## AIM OF THE EXERCISE
Would you quote every entry exactly, dropping only the pictures?

— Start of EXCERPTED DATA —

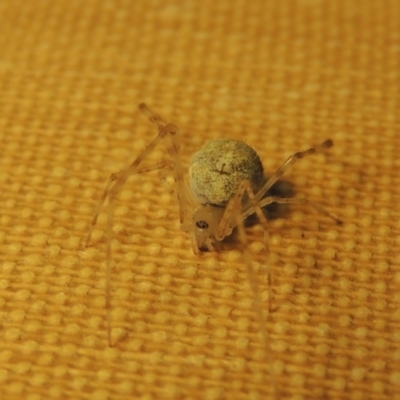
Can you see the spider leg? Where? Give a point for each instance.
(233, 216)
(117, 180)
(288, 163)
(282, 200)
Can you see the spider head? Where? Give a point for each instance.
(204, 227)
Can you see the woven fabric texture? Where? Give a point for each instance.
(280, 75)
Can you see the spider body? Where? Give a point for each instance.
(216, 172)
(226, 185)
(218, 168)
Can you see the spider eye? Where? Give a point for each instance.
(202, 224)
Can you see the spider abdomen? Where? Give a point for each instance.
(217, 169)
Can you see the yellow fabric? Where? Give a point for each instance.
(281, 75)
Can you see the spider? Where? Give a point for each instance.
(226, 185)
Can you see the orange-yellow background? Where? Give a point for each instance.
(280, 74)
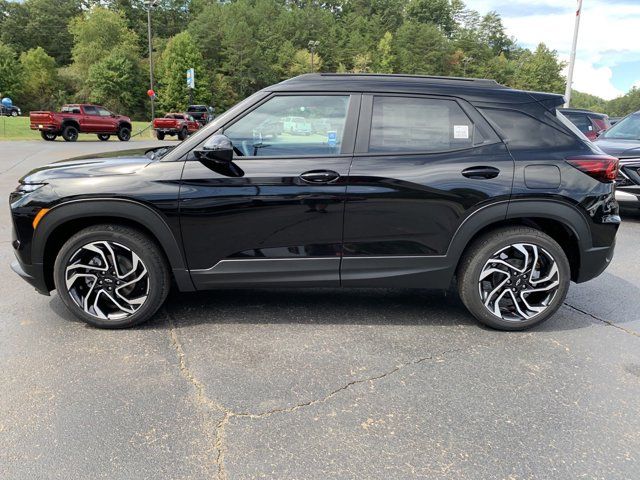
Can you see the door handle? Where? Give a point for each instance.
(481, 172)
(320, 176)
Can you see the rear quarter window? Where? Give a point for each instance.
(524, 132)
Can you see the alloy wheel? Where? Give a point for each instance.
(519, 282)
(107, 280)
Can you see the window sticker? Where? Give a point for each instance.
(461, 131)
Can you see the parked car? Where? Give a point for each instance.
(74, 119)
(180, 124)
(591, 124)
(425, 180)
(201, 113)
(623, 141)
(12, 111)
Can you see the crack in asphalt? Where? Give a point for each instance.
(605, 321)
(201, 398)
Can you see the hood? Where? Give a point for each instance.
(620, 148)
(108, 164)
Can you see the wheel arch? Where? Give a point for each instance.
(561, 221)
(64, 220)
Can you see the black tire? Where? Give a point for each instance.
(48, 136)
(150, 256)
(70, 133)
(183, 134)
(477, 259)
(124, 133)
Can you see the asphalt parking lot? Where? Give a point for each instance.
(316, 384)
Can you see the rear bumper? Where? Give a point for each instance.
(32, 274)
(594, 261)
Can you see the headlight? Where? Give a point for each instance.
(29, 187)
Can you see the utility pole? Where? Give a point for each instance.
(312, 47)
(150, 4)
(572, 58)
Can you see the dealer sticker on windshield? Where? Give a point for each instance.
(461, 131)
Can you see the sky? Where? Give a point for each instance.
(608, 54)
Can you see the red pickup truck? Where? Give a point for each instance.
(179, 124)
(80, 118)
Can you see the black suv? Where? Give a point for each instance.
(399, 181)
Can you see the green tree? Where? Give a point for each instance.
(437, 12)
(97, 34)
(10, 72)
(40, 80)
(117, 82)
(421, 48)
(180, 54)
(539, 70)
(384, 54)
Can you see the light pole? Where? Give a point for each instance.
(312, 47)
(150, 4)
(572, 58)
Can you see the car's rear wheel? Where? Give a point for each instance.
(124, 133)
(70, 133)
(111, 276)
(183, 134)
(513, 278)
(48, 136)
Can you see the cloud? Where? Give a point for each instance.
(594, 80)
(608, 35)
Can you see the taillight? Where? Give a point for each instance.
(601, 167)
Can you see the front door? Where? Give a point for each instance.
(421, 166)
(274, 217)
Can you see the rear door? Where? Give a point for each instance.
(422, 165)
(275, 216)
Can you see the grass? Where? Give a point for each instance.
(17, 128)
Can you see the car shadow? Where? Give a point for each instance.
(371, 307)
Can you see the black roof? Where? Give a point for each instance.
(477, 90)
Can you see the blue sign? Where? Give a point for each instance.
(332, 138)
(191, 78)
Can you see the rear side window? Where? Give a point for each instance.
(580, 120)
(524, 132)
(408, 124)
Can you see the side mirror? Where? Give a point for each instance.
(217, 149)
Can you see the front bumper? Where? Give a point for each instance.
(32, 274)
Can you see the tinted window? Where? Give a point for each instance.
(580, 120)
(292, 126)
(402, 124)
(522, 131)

— End of EXCERPTED DATA —

## THE OUTPUT
Can you see the spider leg? Where? Give a point for each instance.
(233, 216)
(117, 180)
(288, 163)
(282, 200)
Can you see the spider head? Where? Give a point for each instance.
(204, 227)
Can you see the woven fabric texture? Where? Give a point for each instance.
(280, 75)
Can you see the spider body? Where? Give a point for each instance.
(216, 172)
(226, 185)
(218, 168)
Can you see the spider eye? Where? Give a point for each instance.
(202, 224)
Can you see the spider abdomen? Where? Give a point for each instance.
(217, 169)
Can you see the yellow fabric? Where? Give a point for each instance.
(281, 75)
Can you see the spider? Where? Give a point for each instance.
(226, 185)
Can you see the orange-yellow background? Where? Give a point for each instance.
(280, 74)
Can you see the door handle? Where? Give a point for each instance.
(481, 172)
(320, 176)
Can you see the rear quarter window? Where? Give a point for each instance.
(524, 132)
Can you see the alloy wheel? Where? Give a point for each instance.
(519, 282)
(107, 280)
Can you see the window sticker? Where? Give a point for each instance.
(461, 131)
Can you see the parked car? Where? Give a point for each instance.
(74, 119)
(180, 124)
(591, 124)
(425, 180)
(201, 113)
(623, 141)
(12, 111)
Can you see the crack in asphalt? Where? Give a point for each instance.
(605, 321)
(201, 398)
Can you see the hood? Where? Give a point for each instance.
(620, 148)
(108, 164)
Can you see the wheel arch? Where? Give a point for each instance.
(561, 221)
(64, 220)
Can you see the black tire? Where? Give a point for each instance.
(48, 136)
(150, 256)
(70, 133)
(183, 134)
(477, 259)
(124, 133)
Can you see the asphalt parking lot? Where? Give a point for each instance.
(316, 384)
Can you see the rear bumper? Where? Give a point for each instance.
(32, 274)
(594, 261)
Can you see the headlight? Where? Give a point for each instance.
(29, 187)
Can you see the utility pole? Where? Give a point for each instance.
(312, 47)
(150, 4)
(572, 58)
Can you see the dealer sticker on windshield? Where? Give a point for each instance.
(461, 131)
Can you see the sky? Where? Give a point for each instance.
(608, 54)
Can you see the red pickup truck? Where? Give a point for each instance.
(179, 124)
(80, 118)
Can you see the black suv? Where? Give a point for each instance.
(399, 181)
Can you see the green tree? Where? Give a point for each instance.
(437, 12)
(97, 34)
(10, 72)
(40, 80)
(117, 82)
(421, 48)
(180, 54)
(539, 70)
(384, 54)
Can you see the light pole? Where? Give a point for each instance.
(312, 47)
(150, 4)
(572, 58)
Can you see the car's rear wheel? Where? Give a point for each instance.
(124, 133)
(70, 133)
(111, 276)
(183, 134)
(513, 278)
(48, 136)
Can you see the cloud? Where? Give a point for each instance.
(594, 80)
(608, 35)
Can you see the taillight? Where? Give a point for each instance.
(601, 167)
Can you see the front door? Where? Give a point for each instance.
(421, 166)
(274, 217)
Can you see the rear door? Where? Give a point for each instance.
(422, 165)
(275, 216)
Can you see the grass? Where? Give a point for each instance.
(17, 128)
Can you see the car shadow? Where? Give a point for each instance.
(371, 307)
Can you see the black roof? Where? Give a point for each instance.
(477, 90)
Can you see the blue sign? Where? Give a point for each instance.
(332, 138)
(191, 78)
Can you see the rear side window? Where? Give a point for each instance.
(580, 120)
(524, 132)
(408, 124)
Can you see the side mirror? Where? Give a point for each instance.
(217, 149)
Can you see the front bumper? Where? Give a point for each instance.
(32, 274)
Can you see the tinted window? Where? Give a point for each instance.
(580, 120)
(292, 126)
(402, 124)
(522, 131)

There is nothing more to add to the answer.